Render all of the data below as a two-column CSV headed text and answer, with each text and its answer on one row. Put every field in double quotes and turn any line breaks into spaces.
-- Start INFORMATION SHOWN --
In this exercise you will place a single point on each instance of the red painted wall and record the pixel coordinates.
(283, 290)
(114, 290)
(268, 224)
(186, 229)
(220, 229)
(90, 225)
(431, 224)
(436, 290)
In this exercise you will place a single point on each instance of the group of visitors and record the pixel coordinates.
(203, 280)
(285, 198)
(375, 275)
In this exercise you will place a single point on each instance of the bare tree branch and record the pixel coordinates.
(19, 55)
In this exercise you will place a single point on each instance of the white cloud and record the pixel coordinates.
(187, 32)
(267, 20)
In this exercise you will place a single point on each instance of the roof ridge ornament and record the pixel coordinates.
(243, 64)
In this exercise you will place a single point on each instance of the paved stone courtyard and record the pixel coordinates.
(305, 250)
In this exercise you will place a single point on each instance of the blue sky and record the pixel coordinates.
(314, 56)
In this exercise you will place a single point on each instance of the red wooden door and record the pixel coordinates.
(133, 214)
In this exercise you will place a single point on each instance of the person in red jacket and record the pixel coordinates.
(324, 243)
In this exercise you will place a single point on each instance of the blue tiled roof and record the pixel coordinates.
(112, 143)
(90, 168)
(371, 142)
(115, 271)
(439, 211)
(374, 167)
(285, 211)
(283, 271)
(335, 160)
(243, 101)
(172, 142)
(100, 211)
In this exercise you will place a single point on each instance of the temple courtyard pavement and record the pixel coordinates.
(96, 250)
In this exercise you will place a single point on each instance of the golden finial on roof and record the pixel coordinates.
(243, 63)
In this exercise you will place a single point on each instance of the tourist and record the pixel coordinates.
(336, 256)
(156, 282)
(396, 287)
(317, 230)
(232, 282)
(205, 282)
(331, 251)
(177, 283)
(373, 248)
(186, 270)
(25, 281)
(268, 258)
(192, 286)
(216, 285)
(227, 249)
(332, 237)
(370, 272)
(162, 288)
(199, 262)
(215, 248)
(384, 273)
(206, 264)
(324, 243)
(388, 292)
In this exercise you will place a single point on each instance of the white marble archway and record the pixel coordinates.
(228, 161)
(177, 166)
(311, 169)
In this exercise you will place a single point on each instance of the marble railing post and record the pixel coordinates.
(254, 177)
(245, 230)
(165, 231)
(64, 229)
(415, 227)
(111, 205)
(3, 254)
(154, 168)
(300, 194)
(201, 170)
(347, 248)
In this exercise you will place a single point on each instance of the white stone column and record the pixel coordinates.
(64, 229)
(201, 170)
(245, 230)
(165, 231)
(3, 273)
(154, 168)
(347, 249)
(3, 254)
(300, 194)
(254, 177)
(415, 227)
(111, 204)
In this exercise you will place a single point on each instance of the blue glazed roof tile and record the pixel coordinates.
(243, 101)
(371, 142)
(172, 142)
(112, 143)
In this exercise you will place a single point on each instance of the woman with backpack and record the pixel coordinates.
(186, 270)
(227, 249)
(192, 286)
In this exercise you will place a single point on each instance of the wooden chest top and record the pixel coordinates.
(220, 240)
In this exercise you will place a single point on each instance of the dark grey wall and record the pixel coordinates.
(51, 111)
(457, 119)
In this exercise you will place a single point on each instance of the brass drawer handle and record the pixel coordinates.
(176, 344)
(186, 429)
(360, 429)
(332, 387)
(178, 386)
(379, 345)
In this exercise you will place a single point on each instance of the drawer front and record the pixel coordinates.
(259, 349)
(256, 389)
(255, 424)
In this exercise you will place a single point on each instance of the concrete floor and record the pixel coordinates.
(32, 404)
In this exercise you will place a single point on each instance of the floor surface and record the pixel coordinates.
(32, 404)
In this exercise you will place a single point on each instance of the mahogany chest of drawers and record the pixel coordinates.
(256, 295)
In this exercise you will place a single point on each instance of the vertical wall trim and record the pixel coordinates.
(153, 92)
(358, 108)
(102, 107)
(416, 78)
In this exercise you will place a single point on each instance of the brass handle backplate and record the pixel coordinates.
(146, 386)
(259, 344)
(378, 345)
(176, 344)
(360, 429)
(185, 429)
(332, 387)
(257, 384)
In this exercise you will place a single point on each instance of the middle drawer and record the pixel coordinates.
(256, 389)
-- End INFORMATION SHOWN --
> **ANSWER TO THIS TASK**
text,answer
"In this exercise you will place a single point on each instance of the red painted wall and record the pixel coordinates.","(283, 290) (114, 290) (268, 224) (186, 229) (220, 229) (90, 225) (431, 224) (436, 290)"
"In this exercise you will place a single point on each instance of the group of visitors and record the pixel coordinates.","(203, 280) (285, 198) (375, 275)"
"In this exercise you will place a single point on each instance of the bare tree branch and record the pixel coordinates.","(19, 55)"
"In this exercise you will place a single point on each instance of the white cloud and record the pixel coordinates.","(187, 32) (267, 20)"
"In this exercise you will place a single point on each instance of the roof ridge ornament and record the pixel coordinates.","(243, 64)"
"In this exercise you will place a single point on each instance of the paved stone courtyard and record the pixel coordinates.","(305, 250)"
"In this exercise you will place a single point on each instance of the blue sky and record the pixel coordinates.","(314, 56)"
"In this exercise you will place a single point on each instance of the red wooden door and record the pixel coordinates.","(133, 214)"
"In this exercise you will place a single point on each instance of the person in red jacket and record the pixel coordinates.","(324, 243)"
"In this exercise you will place a single point on each instance of the blue tiled roof and record the pixel coordinates.","(112, 143) (90, 168) (371, 142) (115, 271) (439, 211) (374, 167) (285, 211) (283, 271) (335, 160) (243, 101) (172, 142) (100, 211)"
"In this exercise you will place a single point on each instance of the temple courtyard pavement and record the pixel coordinates.","(96, 250)"
"In this exercise you will place a single point on each instance of the golden finial on roof and record the pixel coordinates.","(243, 63)"
"In this exercise you will place a single point on each instance of the tourist and record the pixel coordinates.","(336, 256) (156, 282) (396, 287) (317, 230) (232, 282) (205, 282) (331, 251) (177, 283) (373, 248) (186, 270) (25, 281) (268, 258) (192, 286) (216, 285) (227, 249) (332, 237) (370, 272) (162, 288) (199, 262) (215, 248) (384, 273) (206, 264) (324, 243) (388, 292)"
"In this exercise you will place a single point on each instance of the white marble archway and record the pixel coordinates.","(228, 161) (177, 166) (311, 169)"
"In this exercise you will place a single point on each instance of the marble railing post and record the pixel coordinates.","(254, 177) (245, 230) (165, 231) (64, 229) (415, 227) (111, 205) (3, 254) (154, 168) (300, 194) (201, 170) (347, 248)"
"In this exercise you will place a single point on each instance of the white stone column and record the pixel coordinates.","(64, 229) (201, 170) (245, 230) (165, 231) (3, 273) (154, 168) (347, 249) (3, 254) (300, 194) (254, 177) (415, 227) (111, 204)"
"In this exercise you will place a single point on each instance of the blue glazed roof tile and record the pixel coordinates.","(243, 101) (371, 142) (172, 142) (112, 143)"
"In this exercise you will place a single point on each instance of the woman with backpack and record the pixel coordinates.","(186, 270) (227, 249) (192, 286)"
"In this exercise you will place a single point on each instance of the wooden chest top and record the pixel coordinates.","(220, 240)"
"In this exercise you will place a single point on each instance of the dark grey wall and record the pixel coordinates.","(51, 111) (457, 119)"
"In this exercise you will place a single point on each instance of the brass drawer handle and record the pixel coordinates.","(176, 344) (186, 429) (360, 429) (332, 387) (178, 386) (379, 345)"
"In this exercise you will place a single point on each instance of the drawer front and record the pixel coordinates.","(259, 349) (256, 389) (255, 424)"
"In this exercise you will place a single point on each instance of the concrete floor and record the pixel coordinates.","(32, 404)"
"In this exercise you will place a single point on each instance of the floor surface and record the pixel coordinates.","(32, 404)"
"In this exercise you will place a single point on each instance of the mahogany chest of drawers and record the pixel coordinates.","(256, 295)"
"In this exercise you will place a single point on each instance of the vertical wall trim and record the pixel coordinates.","(153, 92) (358, 108) (102, 107) (416, 78)"
"In this exercise you will place a single point on each instance of the brass handle backplate and record the pixel coordinates.","(146, 386) (259, 344) (378, 345) (176, 344) (360, 429) (185, 429) (332, 387) (257, 384)"
"In this exercise you will place a single point on each instance of the middle drawer and record the pixel coordinates.","(256, 389)"